[Exercise materials — start]
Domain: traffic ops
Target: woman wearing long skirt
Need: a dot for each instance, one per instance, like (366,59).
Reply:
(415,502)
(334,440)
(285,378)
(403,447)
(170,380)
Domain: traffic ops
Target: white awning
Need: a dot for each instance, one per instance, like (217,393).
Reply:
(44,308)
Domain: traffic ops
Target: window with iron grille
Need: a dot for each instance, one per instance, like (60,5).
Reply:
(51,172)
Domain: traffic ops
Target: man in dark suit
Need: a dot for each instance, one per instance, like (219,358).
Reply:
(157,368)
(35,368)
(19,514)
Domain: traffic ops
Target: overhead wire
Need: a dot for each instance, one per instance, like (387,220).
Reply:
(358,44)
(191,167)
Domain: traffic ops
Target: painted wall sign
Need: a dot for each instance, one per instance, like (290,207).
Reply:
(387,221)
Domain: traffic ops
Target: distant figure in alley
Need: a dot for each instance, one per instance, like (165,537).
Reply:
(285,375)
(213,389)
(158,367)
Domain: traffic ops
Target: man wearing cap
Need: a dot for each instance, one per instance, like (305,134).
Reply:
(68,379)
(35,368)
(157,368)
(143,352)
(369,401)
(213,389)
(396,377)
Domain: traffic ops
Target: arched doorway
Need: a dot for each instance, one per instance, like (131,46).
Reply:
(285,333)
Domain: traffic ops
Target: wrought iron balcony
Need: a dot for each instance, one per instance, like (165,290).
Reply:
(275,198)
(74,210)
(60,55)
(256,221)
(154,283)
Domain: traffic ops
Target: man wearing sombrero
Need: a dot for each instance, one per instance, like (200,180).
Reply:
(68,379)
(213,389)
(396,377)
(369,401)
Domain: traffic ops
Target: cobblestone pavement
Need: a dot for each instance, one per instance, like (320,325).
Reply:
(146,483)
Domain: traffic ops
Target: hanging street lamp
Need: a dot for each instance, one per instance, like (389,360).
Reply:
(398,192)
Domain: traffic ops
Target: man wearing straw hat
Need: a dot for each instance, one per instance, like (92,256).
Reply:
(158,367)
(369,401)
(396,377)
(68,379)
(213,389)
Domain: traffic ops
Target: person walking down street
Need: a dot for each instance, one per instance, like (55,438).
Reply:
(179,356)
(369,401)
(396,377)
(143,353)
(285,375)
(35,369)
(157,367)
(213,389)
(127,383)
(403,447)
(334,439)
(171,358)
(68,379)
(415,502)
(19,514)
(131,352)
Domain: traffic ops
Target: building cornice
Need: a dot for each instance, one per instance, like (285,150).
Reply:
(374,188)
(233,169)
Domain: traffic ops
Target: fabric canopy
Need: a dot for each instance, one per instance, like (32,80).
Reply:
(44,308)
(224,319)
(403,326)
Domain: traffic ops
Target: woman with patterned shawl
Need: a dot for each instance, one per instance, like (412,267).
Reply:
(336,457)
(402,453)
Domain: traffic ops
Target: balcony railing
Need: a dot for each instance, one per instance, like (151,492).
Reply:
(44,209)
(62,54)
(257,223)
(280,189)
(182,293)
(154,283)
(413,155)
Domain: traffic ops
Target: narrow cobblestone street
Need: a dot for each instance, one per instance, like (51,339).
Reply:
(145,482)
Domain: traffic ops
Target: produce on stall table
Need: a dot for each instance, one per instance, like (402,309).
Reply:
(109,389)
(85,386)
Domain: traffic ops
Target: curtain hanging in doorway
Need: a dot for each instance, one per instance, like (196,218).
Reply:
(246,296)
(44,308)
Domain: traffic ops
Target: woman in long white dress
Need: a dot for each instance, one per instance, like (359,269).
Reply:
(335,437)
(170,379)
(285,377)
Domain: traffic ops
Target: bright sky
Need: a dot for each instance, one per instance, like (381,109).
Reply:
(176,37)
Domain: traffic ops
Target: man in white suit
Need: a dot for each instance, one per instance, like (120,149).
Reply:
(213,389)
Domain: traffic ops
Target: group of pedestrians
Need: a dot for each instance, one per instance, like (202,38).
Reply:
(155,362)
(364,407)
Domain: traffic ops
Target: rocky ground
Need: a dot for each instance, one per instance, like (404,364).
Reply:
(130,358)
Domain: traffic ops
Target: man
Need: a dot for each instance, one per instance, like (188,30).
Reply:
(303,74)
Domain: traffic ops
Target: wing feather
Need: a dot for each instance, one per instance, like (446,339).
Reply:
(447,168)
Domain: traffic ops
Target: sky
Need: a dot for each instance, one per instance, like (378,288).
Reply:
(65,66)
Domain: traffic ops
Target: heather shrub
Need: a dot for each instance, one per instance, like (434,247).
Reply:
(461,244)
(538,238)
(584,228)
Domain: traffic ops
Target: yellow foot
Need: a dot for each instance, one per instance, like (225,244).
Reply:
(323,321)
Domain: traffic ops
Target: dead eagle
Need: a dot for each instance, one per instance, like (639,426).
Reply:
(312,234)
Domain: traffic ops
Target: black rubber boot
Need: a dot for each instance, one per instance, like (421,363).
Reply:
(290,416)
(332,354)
[Exercise materials — finish]
[Exercise materials — start]
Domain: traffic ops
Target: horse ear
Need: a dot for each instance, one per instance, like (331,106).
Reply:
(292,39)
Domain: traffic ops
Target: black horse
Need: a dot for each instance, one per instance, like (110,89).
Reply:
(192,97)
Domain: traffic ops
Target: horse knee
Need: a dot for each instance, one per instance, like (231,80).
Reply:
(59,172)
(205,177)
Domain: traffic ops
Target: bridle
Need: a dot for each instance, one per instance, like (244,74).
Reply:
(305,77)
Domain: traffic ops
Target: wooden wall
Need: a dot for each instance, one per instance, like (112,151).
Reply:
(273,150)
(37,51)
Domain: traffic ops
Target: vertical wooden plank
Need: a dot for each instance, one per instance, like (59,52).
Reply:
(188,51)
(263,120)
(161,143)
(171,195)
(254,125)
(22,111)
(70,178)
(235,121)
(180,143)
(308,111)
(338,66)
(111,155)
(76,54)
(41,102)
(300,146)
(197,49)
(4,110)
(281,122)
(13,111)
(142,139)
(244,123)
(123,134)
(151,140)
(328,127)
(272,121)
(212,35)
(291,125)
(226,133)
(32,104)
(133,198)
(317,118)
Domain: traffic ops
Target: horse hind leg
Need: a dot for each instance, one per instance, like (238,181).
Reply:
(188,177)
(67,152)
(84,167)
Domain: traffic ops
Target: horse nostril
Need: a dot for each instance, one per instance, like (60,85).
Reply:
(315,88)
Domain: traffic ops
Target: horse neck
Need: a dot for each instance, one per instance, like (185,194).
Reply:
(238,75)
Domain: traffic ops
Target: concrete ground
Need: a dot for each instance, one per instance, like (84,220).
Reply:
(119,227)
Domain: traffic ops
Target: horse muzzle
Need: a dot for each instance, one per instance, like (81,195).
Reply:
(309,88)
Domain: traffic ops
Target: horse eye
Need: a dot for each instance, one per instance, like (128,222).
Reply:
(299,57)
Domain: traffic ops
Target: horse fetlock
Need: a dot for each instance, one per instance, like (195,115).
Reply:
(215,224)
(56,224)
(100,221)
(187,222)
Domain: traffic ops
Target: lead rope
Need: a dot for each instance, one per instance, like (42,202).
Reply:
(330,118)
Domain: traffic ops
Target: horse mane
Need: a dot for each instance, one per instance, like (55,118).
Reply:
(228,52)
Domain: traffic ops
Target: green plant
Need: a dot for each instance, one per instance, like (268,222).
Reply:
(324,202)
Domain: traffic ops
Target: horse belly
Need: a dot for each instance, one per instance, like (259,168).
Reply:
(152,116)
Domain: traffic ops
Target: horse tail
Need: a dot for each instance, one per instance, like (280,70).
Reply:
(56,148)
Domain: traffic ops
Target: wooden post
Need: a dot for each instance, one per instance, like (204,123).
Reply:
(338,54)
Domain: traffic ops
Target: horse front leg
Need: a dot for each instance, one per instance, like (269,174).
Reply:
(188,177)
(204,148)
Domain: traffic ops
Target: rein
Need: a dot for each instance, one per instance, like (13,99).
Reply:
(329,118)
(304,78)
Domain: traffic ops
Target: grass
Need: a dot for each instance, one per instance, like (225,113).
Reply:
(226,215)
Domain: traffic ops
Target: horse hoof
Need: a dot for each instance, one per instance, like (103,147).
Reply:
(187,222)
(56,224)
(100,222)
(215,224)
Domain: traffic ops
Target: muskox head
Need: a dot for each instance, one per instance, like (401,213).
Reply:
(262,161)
[Exercise materials — finish]
[Exercise materials — start]
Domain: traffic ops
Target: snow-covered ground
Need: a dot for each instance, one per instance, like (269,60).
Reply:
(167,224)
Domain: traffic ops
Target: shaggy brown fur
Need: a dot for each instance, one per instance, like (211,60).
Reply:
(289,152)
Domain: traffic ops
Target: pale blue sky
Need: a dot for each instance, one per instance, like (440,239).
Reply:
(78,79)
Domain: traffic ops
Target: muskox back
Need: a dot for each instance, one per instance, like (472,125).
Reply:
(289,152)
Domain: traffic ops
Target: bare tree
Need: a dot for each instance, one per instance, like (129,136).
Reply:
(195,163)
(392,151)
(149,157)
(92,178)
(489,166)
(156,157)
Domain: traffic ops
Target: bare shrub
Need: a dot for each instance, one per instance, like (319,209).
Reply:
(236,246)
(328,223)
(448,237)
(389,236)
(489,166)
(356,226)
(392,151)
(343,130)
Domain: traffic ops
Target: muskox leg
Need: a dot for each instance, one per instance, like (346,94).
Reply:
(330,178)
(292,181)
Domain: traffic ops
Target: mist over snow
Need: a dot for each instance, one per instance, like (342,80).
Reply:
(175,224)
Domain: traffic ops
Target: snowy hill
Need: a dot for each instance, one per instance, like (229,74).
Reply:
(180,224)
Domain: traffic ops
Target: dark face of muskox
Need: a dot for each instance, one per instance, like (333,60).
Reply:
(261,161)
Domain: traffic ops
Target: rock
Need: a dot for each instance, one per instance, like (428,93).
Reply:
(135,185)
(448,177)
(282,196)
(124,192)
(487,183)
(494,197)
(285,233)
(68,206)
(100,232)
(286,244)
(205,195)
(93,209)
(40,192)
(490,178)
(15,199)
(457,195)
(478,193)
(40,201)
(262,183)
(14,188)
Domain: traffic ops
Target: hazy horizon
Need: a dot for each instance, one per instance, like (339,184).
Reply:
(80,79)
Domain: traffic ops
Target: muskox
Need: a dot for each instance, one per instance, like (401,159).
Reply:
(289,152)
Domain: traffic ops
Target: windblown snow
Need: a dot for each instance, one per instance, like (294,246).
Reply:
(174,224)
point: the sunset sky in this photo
[Exercise materials — finish]
What is needed: Lines with the word "wearing": how many appear in the data? State only the number.

Exercise solution: 4